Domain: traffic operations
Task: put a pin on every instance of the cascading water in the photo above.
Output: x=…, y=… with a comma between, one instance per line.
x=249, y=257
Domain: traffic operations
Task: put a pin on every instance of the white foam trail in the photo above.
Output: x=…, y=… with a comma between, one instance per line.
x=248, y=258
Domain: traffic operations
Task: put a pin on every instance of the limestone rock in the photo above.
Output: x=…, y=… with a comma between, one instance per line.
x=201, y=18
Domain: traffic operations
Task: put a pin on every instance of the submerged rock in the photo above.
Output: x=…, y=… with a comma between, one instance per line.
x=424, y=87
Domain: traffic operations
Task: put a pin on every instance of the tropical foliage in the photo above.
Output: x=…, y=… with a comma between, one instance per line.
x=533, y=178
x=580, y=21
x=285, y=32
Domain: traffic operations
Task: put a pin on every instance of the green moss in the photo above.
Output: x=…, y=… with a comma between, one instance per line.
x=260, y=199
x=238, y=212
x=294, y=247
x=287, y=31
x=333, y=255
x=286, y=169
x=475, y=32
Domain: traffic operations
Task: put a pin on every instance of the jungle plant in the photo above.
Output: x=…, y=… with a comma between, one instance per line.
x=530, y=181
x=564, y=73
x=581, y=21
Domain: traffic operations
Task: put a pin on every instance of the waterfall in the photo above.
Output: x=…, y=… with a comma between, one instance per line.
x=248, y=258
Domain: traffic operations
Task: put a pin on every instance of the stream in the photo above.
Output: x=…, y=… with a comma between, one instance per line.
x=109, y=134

━━━━━━━━━━━━━━━━

■ **PROBLEM TO SOLVE**: Exactly the lines from the start of the entries through the one bearing "Task: put a pin on every instance of the limestone" are to be output, with both ends included.

■ **ANSWER SPACE**:
Domain: traffic operations
Task: put a pin on every instance of the cascading water in the photo above.
Output: x=…, y=… with a comma between, one instance per line.
x=249, y=257
Domain: traffic operations
Task: put a pin on every instance of the white foam trail in the photo above.
Output: x=…, y=… with a comma between, one instance per line.
x=248, y=258
Domain: traffic operations
Task: put a pin on every instance of the limestone rock in the photo above.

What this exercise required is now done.